■ Provided data ■
════════

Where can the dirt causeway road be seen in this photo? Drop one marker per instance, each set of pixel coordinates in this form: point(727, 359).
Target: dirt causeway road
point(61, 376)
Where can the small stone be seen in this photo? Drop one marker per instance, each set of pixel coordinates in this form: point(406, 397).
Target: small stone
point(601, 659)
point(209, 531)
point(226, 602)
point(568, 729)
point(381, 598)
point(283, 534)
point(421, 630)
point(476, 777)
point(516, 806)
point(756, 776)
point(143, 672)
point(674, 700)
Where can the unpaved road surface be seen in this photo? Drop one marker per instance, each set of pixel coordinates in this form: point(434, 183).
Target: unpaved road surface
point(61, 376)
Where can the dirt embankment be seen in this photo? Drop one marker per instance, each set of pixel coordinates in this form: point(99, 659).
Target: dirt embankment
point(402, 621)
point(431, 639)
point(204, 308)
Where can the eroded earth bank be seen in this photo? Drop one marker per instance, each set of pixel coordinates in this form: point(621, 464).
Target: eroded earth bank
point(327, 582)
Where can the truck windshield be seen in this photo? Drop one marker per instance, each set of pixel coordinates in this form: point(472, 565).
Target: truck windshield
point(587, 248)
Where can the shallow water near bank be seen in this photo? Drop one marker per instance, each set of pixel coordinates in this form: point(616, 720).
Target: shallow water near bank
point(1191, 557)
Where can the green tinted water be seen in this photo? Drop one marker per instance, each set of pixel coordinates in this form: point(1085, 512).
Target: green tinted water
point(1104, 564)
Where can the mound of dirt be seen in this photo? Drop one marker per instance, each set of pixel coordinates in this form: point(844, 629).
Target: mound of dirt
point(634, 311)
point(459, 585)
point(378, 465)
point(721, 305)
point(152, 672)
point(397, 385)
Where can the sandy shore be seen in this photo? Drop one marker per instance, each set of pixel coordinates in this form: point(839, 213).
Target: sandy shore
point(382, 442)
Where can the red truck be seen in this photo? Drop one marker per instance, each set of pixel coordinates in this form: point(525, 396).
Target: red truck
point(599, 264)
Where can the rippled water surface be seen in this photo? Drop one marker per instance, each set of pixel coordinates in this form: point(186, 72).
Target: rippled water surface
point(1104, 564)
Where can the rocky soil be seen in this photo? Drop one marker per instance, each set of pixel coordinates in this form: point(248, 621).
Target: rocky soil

════════

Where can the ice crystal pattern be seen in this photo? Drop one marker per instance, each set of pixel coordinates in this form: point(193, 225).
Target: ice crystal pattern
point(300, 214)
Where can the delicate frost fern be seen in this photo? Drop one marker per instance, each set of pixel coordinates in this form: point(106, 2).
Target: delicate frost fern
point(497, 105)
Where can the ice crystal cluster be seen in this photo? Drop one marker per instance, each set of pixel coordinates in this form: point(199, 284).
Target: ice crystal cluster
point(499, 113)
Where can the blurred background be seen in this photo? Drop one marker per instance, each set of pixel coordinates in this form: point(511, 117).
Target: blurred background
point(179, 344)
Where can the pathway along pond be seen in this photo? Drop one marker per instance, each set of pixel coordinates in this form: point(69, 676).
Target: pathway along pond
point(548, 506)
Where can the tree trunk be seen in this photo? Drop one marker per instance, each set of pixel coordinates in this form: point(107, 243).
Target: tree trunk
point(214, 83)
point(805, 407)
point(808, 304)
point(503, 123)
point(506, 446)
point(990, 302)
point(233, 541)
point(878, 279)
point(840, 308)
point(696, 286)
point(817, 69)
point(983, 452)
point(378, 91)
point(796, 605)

════════

■ Exercise brief ■
Rewrite as a numbered list only the lines of the records from the one containing "Where can the pathway" through the one containing "point(796, 605)", both included, with any blank lines omitted.

■ Reply to the exercise ■
1. Where can the pathway along pond be seen in this photo? Drop one marker per instance, each set of pixel coordinates in this form: point(69, 676).
2. Target: pathway along pond
3. point(548, 506)
4. Where can the tree trunk be seen in this photo? Drop one marker per instance, each set of pixel coordinates in this form: point(107, 243).
5. Target: tree trunk
6. point(214, 83)
7. point(805, 407)
8. point(808, 304)
9. point(503, 123)
10. point(506, 446)
11. point(990, 302)
12. point(233, 541)
13. point(878, 279)
14. point(840, 308)
15. point(696, 286)
16. point(817, 69)
17. point(983, 452)
18. point(378, 91)
19. point(796, 605)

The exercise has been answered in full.